◆ **GIVEN EXERCISE**
Retype the material in full, keeping every word the same.

(Entries from a dataset)
+++

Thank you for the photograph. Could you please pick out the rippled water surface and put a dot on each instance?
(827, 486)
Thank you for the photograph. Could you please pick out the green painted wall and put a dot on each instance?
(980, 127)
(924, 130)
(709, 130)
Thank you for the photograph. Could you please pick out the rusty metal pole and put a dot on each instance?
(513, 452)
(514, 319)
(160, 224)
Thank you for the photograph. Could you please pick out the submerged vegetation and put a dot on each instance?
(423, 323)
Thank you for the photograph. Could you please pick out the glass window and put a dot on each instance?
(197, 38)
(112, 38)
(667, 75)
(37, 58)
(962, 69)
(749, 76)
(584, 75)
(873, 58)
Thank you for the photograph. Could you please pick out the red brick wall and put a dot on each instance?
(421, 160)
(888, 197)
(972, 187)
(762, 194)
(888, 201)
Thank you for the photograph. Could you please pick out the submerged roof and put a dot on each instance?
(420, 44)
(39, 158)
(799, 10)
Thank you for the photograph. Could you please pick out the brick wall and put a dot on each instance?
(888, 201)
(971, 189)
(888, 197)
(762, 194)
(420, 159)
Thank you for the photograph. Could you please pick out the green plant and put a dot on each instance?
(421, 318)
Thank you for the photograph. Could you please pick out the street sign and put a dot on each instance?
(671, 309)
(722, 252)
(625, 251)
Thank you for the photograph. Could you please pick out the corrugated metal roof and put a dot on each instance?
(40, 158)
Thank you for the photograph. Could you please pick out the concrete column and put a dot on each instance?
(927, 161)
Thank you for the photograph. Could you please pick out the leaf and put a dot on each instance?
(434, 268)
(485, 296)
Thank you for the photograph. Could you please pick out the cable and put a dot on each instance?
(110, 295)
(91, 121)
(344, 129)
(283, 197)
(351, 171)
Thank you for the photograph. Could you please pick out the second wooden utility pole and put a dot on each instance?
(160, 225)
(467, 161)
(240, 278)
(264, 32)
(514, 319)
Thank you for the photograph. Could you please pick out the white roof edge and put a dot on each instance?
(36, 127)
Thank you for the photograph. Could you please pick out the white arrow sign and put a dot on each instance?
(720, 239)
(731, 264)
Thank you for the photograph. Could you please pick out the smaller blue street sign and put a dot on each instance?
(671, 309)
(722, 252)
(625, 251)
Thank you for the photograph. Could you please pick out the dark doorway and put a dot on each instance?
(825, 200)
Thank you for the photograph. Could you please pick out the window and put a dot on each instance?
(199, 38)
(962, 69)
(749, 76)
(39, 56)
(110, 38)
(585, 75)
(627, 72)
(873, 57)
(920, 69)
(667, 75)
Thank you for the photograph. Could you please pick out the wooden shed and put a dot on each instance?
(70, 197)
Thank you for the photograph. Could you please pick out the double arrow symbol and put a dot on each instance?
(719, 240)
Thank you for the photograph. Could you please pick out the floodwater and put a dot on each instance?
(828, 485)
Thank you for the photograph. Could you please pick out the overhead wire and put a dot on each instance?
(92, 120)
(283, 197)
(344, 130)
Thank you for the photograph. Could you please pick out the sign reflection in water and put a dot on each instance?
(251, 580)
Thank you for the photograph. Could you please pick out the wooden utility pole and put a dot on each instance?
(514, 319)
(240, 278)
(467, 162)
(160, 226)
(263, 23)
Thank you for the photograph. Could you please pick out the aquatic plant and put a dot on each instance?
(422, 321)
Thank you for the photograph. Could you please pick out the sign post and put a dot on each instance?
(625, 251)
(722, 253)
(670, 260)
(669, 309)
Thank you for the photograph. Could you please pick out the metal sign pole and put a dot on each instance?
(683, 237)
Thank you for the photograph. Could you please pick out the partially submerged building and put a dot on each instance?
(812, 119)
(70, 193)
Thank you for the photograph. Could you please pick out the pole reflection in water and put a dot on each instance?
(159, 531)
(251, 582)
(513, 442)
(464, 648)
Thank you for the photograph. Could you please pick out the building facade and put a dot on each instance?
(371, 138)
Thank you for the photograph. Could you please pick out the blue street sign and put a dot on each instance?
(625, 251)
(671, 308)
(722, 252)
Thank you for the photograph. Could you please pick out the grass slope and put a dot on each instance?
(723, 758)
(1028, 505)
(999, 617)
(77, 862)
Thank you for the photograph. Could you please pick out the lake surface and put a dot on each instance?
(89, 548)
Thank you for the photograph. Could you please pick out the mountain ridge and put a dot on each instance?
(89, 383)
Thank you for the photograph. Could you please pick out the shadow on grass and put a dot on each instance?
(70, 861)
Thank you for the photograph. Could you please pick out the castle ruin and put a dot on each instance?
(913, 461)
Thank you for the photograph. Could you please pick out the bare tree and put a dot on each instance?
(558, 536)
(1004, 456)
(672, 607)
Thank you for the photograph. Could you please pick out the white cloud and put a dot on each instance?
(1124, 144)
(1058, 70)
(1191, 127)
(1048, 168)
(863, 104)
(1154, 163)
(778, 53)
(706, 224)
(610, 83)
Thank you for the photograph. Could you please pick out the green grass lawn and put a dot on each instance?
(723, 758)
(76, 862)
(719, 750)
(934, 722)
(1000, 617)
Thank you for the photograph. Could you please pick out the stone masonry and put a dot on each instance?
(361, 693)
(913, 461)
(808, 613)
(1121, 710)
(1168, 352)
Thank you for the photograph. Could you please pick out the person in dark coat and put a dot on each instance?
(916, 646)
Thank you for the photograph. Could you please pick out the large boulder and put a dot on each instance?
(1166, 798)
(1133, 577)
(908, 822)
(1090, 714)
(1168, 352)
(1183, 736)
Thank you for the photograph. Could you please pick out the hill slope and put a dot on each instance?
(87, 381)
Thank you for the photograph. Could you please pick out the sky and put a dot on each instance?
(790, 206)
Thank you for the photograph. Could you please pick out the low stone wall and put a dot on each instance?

+++

◆ **COMPLETED EXERCISE**
Thank you for the photograph. Could you please pick out the rippled water surface and put a dot on each instance?
(827, 486)
Thank you for the photograph. Could you please pick out the green painted wall and put a dot on each instance?
(980, 127)
(924, 130)
(709, 130)
Thank you for the photograph. Could you please pick out the rusty metal pole and put a dot on each instance?
(513, 452)
(514, 319)
(160, 224)
Thank you for the photograph. Could you please pick out the submerged vegetation and put a dot on each instance?
(423, 323)
Thank you for the photograph. Could you please pick out the glass window and put a dot on each instance?
(197, 38)
(112, 38)
(667, 75)
(37, 58)
(962, 69)
(749, 76)
(584, 75)
(873, 58)
Thank you for the photograph. Could you please pick out the red brick wall and put a dot on each instance?
(421, 160)
(888, 197)
(972, 187)
(762, 194)
(888, 201)
Thank you for the photograph. Could you please pick out the submerged roof and put a dot on each instance?
(420, 44)
(39, 158)
(799, 10)
Thank you for the photograph. Could you please pick out the brick wall and put a dot on each instance?
(888, 201)
(971, 189)
(888, 197)
(762, 194)
(420, 159)
Thank you for the photograph. Could you please pick out the green plant and put a dot on each instance?
(421, 318)
Thank you for the photograph. Could you please pick out the street sign and put a dot on each instance?
(671, 309)
(722, 252)
(625, 251)
Thank you for the photograph. Could you please pick out the corrugated metal roof and put a dot on each instance?
(40, 158)
Thank you for the photograph. Could you please pick out the concrete column and put a dot on each instance?
(927, 161)
Thank you for the photograph. Could you please pick out the leaf and put a dot on each instance?
(434, 268)
(485, 296)
Thank you for the photograph. Could you please pick out the cable and put a dot on each instance?
(110, 295)
(91, 121)
(344, 129)
(283, 197)
(351, 171)
Thank you for the photograph. Could you please pick out the second wooden utility pole and put a dot on each instance?
(160, 225)
(467, 161)
(240, 278)
(264, 32)
(514, 319)
Thank you for the photograph. Could you please pick out the white roof edge and put a dot on each instance?
(36, 127)
Thank you for the photograph. Could you please pick out the white arrow sign and put a dot on each instance?
(720, 239)
(731, 264)
Thank you for the photograph. Could you please pick out the smaller blue street sign and put a dot on each instance?
(671, 309)
(722, 252)
(625, 251)
Thank you for the photograph. Could you please pick out the dark doorway and put a dot on each instance?
(825, 200)
Thank you for the photograph. Could you please pick out the window and put a dot on each instance?
(199, 38)
(962, 69)
(749, 76)
(39, 56)
(110, 38)
(585, 75)
(627, 72)
(873, 57)
(920, 69)
(667, 75)
Thank you for the photograph. Could you please pick out the wooden shed and put a dot on each instance?
(70, 197)
Thank you for the photograph. Could you please pick out the double arrow symbol and put a dot on each instance?
(719, 240)
Thank you for the photograph. Could you please pick out the floodwater and put a dot on each instance?
(828, 485)
Thank you for the photograph. Could you please pick out the overhead wire and put a dot on each instance?
(92, 120)
(283, 197)
(344, 130)
Thank you for the photograph. Could you please pick out the sign reflection in water and put a dot on each instance?
(251, 580)
Thank you for the photograph. Could you please pick out the wooden utility pole and put a dot on each instance?
(514, 319)
(240, 278)
(467, 162)
(160, 226)
(263, 23)
Thank you for the photograph. Could you please pick out the aquatic plant and put a dot on each instance?
(422, 321)
Thank you for the photograph. Could you please pick out the sign post and put a dot on each instance?
(625, 251)
(722, 253)
(670, 260)
(669, 309)
Thank you for the photograph. Could you please pick out the metal sign pole and put a dot on each instance?
(683, 237)
Thank you for the photograph. Could you please pick out the partially submerged building and put a dot on each instance?
(812, 119)
(70, 193)
Thank you for the photograph. Could you please pick out the pole reflection in water and put a dot on each instance?
(159, 531)
(251, 582)
(513, 442)
(464, 648)
Thank you for the photograph. Could you please pick out the building facade and put a dot on each instance?
(371, 138)
Thank you for the photograph. Could you please pick out the blue street sign and put a dot on each instance?
(625, 251)
(671, 308)
(722, 252)
Thank you for the photograph. Could you please pick out the grass slope and put a dot on each instance?
(723, 758)
(1028, 505)
(999, 617)
(77, 862)
Thank you for the photograph. Could you please pick out the lake surface and put a dot on each instance?
(89, 548)
Thank you for the photograph. Could you please pick out the mountain ridge and put a dot on each instance?
(89, 383)
Thank you for the photograph. Could you please pick out the shadow on grass and put a dot on each instance?
(70, 861)
Thank you for the photograph. Could you please pick out the castle ruin and put a dot on each instance?
(913, 461)
Thank you for the photograph. Could you please pick out the bare tree and put a dot on each instance?
(558, 536)
(1004, 456)
(672, 607)
Thank you for the photograph. Could you please pick out the white cloud and put a dot on each instance?
(1124, 144)
(1058, 70)
(1191, 127)
(1048, 168)
(863, 104)
(1154, 163)
(778, 53)
(706, 224)
(610, 83)
Thank you for the photograph. Could you please pick out the green grass lawn and put a dot on each instance?
(723, 758)
(76, 862)
(719, 750)
(934, 722)
(1000, 617)
Thank you for the photograph. Could you please pick out the stone masonry and put a dot on each instance?
(361, 693)
(913, 461)
(808, 613)
(1121, 710)
(1168, 352)
Thank you for the photograph. Could you please pick out the person in dark coat and put a dot on each instance?
(916, 646)
Thank you for the photograph. Could you please pick out the large boulder and put a dot on each instance?
(1166, 798)
(1133, 577)
(908, 822)
(1090, 714)
(1168, 352)
(1183, 736)
Thank you for the photograph. Could you please pick out the hill slope and put a dot on each instance?
(87, 381)
Thank you for the photograph. Could you please pick out the sky and put a dot on each instance?
(790, 206)
Thank you for the photograph. Could you please pick out the low stone wall and put a dot on each instance?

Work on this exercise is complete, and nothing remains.